Data to use.
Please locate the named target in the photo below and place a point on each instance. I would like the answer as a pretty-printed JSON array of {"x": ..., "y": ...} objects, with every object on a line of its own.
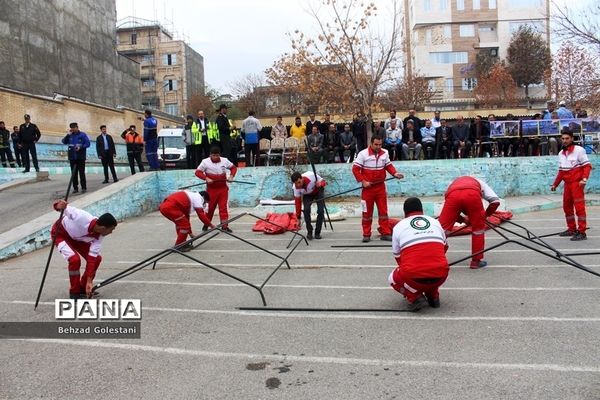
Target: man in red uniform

--

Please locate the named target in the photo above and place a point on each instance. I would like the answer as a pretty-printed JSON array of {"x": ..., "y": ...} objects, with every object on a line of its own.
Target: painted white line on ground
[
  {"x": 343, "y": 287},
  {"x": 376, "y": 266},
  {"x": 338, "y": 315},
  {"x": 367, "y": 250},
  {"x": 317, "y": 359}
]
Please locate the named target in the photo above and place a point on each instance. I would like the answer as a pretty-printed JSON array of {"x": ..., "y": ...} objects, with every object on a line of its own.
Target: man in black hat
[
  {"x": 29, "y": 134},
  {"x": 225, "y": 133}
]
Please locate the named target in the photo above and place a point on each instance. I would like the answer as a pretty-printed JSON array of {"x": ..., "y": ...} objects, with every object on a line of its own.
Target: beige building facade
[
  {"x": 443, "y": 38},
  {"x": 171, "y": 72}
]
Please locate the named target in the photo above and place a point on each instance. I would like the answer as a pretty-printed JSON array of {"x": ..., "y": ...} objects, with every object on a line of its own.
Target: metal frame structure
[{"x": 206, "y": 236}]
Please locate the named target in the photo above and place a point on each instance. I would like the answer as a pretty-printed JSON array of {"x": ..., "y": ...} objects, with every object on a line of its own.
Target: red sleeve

* * *

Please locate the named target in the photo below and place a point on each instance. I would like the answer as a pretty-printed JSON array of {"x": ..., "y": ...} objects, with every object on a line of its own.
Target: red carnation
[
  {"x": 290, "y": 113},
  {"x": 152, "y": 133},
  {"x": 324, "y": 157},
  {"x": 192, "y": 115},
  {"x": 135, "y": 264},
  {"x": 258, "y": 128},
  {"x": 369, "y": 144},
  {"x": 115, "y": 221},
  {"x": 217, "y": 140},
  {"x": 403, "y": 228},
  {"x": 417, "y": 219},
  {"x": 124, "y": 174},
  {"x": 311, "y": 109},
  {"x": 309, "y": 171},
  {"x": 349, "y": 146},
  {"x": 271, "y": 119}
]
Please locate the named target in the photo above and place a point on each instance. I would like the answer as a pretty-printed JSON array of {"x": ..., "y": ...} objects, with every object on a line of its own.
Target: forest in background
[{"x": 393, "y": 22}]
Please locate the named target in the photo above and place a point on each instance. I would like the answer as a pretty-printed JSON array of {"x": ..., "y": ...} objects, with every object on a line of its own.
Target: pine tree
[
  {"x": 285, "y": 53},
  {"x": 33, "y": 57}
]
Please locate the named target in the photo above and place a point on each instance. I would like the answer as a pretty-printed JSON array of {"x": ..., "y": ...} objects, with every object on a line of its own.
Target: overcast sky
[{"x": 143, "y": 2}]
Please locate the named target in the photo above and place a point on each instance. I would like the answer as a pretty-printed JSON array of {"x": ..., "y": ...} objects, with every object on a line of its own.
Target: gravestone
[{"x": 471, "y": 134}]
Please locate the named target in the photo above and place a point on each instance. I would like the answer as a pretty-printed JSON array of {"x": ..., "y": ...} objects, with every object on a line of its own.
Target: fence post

Task goal.
Quote the listing above, but only from the line that shows "Target: man in black hat" through the line that shows "Target: red sleeve".

Problem solution.
Target: man in black hat
[
  {"x": 29, "y": 134},
  {"x": 225, "y": 133}
]
Please locate the named target in the photo above and place a point on each instance. I would like the answer as a pretty-printed JSON array of {"x": ..., "y": ...} objects, with every object on a line of its own.
Target: beige building facade
[
  {"x": 443, "y": 38},
  {"x": 171, "y": 72}
]
Please locate the named target in the photo above and place a point on each instance. I would like the answer as a pretty-printed JSON array of {"x": ..., "y": ...} objects, with every object on a line of its own.
Target: metal frame structure
[{"x": 206, "y": 236}]
Please locate the named target in the photo above and place a point on each instance. I would like the answer as a pretty-printed JSON array of {"x": ..., "y": ...} objects, with every object on a line of its own.
Target: red sleeve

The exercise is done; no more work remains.